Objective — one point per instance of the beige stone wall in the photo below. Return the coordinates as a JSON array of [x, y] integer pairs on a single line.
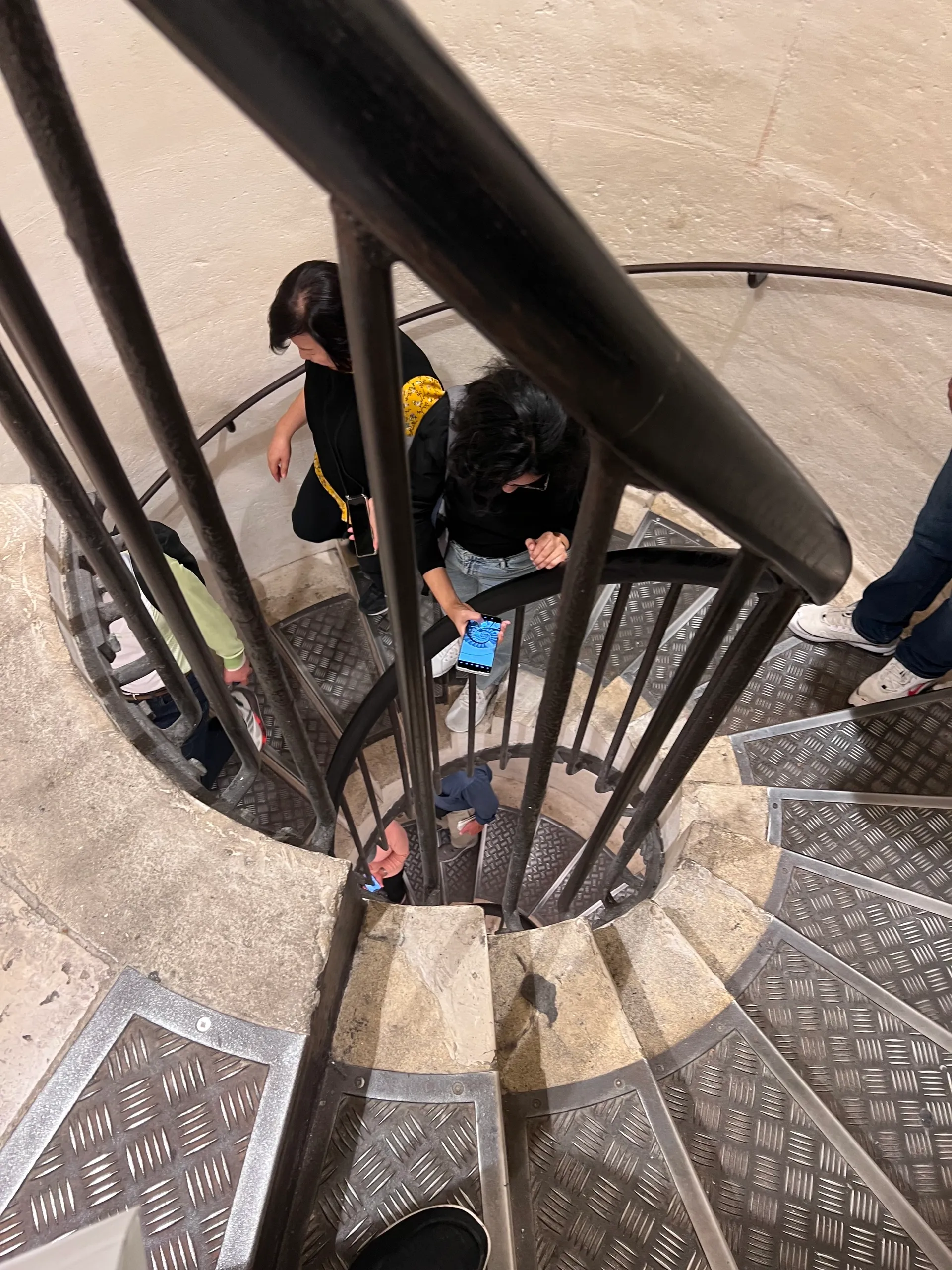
[[801, 132]]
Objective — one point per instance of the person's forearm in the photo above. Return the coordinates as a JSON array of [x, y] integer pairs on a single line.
[[294, 418], [442, 590]]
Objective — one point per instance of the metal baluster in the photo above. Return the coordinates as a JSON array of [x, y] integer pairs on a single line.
[[593, 534], [368, 305], [511, 686], [46, 460], [748, 649], [742, 579], [572, 767], [648, 659], [41, 97], [470, 723]]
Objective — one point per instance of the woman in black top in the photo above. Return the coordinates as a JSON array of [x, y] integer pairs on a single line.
[[307, 313], [511, 484]]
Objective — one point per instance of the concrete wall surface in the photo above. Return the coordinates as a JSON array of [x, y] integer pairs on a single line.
[[681, 130]]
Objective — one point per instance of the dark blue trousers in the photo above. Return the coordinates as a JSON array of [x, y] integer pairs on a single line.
[[912, 584]]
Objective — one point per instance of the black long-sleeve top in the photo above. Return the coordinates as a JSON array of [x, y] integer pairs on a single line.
[[498, 530], [330, 403]]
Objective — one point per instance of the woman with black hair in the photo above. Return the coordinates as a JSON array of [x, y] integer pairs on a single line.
[[307, 313], [511, 484]]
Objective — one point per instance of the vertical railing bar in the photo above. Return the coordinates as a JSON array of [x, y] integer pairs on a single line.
[[742, 579], [437, 779], [46, 460], [748, 648], [511, 686], [648, 661], [598, 676], [50, 119], [380, 837], [583, 575], [472, 723], [368, 307]]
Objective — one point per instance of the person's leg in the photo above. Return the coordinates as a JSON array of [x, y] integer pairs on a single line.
[[916, 578]]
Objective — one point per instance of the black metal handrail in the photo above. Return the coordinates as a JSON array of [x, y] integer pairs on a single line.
[[757, 276]]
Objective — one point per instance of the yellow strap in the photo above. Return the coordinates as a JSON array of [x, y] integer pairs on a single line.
[[419, 394], [330, 489]]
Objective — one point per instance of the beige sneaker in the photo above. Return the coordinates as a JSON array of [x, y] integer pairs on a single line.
[[892, 683], [823, 624]]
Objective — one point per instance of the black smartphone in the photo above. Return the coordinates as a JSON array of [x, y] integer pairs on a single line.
[[359, 518], [479, 645]]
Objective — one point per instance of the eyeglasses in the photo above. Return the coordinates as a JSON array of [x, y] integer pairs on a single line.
[[541, 484]]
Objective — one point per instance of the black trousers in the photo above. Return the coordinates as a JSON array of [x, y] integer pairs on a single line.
[[316, 518]]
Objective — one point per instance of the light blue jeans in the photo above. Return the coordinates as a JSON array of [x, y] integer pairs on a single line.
[[472, 574]]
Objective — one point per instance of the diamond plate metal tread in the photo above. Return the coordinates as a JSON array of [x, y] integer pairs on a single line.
[[459, 872], [602, 1196], [164, 1124], [785, 1198], [330, 640], [908, 846], [887, 1082], [901, 749], [800, 681], [386, 1159], [905, 951]]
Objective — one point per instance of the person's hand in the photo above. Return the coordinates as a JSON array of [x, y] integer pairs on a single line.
[[549, 550], [280, 455]]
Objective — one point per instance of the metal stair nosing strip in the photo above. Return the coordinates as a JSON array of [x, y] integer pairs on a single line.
[[853, 714], [778, 795], [733, 1019], [636, 1079]]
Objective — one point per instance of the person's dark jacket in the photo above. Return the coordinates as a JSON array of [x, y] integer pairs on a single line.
[[494, 531], [459, 793]]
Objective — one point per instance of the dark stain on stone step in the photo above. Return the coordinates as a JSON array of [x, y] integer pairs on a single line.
[[540, 992]]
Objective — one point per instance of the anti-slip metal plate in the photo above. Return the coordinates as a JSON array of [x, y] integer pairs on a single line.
[[330, 642], [887, 1082], [160, 1104], [400, 1142], [895, 749], [800, 681], [590, 1170], [785, 1198], [905, 951], [905, 844]]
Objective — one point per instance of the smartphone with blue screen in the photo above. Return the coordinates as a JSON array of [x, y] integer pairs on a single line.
[[477, 651]]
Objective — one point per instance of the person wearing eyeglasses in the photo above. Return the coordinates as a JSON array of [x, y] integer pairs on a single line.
[[507, 489]]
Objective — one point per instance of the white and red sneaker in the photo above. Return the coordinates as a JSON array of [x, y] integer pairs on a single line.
[[892, 683], [248, 708]]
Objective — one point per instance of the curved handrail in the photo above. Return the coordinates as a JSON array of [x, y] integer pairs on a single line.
[[757, 275], [700, 567]]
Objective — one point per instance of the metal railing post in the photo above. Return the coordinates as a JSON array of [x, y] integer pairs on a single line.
[[49, 116], [593, 532], [368, 305]]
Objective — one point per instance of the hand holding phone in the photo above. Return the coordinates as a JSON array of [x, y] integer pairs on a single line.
[[477, 651]]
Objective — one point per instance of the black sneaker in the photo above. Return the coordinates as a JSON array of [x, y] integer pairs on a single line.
[[445, 1237], [373, 602]]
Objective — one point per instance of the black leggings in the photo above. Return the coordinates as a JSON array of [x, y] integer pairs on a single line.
[[316, 517]]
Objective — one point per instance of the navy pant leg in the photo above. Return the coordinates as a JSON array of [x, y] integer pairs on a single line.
[[912, 584]]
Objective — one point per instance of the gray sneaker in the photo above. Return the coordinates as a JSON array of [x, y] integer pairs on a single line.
[[826, 624]]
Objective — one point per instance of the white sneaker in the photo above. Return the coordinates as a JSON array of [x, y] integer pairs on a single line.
[[892, 681], [823, 624], [446, 661], [459, 714]]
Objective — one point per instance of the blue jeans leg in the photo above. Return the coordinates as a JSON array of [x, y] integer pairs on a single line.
[[912, 584], [473, 574]]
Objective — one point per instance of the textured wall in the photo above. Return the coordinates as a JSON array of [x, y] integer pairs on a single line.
[[801, 132]]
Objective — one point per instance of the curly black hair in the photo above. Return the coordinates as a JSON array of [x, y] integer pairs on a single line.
[[307, 303], [506, 427]]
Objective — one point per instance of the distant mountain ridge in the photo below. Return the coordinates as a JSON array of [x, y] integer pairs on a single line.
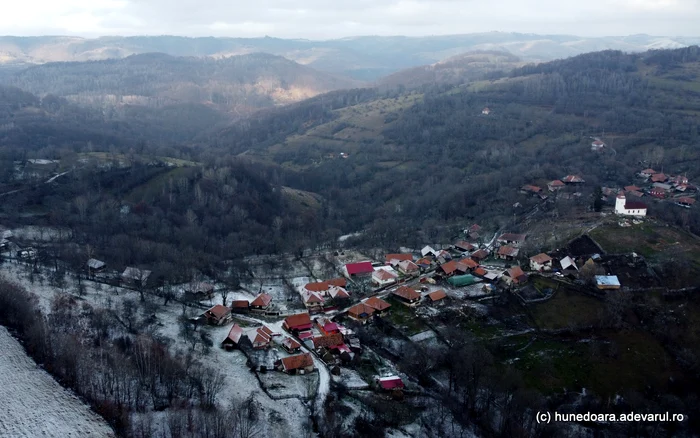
[[364, 58], [239, 84]]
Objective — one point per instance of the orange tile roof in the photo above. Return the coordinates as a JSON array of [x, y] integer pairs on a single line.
[[298, 361], [437, 295], [262, 300], [377, 303], [406, 293], [297, 320]]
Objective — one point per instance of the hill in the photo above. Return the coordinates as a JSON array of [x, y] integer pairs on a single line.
[[240, 84], [455, 70], [364, 58], [430, 156]]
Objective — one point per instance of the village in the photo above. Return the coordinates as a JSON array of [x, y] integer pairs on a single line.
[[300, 327]]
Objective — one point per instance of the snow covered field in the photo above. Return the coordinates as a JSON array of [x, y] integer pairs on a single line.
[[33, 404]]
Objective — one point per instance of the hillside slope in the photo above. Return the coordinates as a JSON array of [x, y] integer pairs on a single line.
[[431, 155], [364, 58], [240, 84]]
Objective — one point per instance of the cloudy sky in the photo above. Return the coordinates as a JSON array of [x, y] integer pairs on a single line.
[[324, 19]]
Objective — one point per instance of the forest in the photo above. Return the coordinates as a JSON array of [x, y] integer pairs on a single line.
[[183, 190]]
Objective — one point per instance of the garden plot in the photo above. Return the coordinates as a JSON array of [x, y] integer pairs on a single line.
[[33, 404]]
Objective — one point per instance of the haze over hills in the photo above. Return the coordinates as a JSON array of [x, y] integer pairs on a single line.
[[239, 84], [364, 58]]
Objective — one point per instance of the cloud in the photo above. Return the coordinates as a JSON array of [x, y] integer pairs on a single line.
[[319, 19]]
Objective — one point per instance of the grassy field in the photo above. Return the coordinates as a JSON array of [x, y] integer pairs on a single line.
[[568, 308], [404, 319]]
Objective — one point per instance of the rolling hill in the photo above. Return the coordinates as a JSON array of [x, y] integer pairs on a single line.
[[239, 84], [364, 58]]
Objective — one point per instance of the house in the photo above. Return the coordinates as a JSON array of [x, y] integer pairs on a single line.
[[679, 180], [480, 272], [390, 383], [313, 301], [299, 364], [359, 269], [95, 266], [605, 282], [360, 312], [541, 262], [135, 277], [555, 185], [466, 264], [327, 327], [339, 282], [480, 255], [424, 263], [507, 252], [217, 315], [339, 293], [427, 250], [394, 259], [437, 296], [383, 277], [511, 239], [406, 295], [657, 192], [260, 337], [685, 202], [291, 346], [317, 287], [659, 177], [297, 323], [573, 179], [662, 186], [448, 268], [233, 339], [597, 145], [629, 208], [240, 306], [261, 302], [200, 289], [379, 305], [464, 246], [407, 267], [528, 188], [568, 263], [328, 341], [514, 275]]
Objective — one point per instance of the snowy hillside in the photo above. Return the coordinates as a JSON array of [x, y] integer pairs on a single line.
[[33, 404]]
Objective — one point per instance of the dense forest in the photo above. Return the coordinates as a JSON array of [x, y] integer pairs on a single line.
[[183, 192]]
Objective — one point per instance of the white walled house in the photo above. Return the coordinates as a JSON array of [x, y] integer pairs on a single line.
[[629, 208], [541, 262]]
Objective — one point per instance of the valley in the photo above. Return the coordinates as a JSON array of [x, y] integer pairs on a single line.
[[443, 254]]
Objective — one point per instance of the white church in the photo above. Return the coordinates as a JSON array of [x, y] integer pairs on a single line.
[[629, 208]]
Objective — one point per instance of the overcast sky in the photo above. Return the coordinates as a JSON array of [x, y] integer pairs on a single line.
[[326, 19]]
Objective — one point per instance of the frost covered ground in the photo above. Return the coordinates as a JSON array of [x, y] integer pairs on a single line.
[[278, 417], [33, 404]]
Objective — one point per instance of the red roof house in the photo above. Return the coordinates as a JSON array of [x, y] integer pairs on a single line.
[[298, 322], [234, 337], [217, 315], [379, 305], [390, 383], [398, 258], [406, 295], [302, 363], [360, 268], [262, 301], [360, 312]]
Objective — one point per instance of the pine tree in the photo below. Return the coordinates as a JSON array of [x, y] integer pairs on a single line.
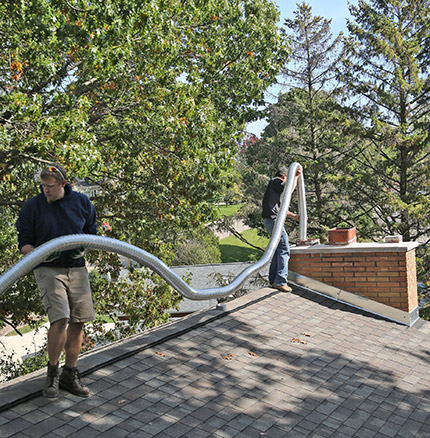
[[386, 70]]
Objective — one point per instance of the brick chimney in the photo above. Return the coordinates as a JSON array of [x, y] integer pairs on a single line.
[[382, 272]]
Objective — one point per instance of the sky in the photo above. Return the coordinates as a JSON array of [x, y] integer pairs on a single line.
[[336, 10]]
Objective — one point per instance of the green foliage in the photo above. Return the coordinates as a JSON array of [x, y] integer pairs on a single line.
[[307, 125], [146, 99], [386, 70], [201, 247]]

____________

→ **How to complete this task**: Please print exactly the lines from the one containing "Objective — one point per instance of the green" through the last line of the material.

→ **Exercise result**:
Objective — one point per instance of the green foliage in the photo above. Return the coordinates as a JSON array of [x, y] integer pairs on a single line.
[[307, 125], [146, 99], [386, 70], [201, 247]]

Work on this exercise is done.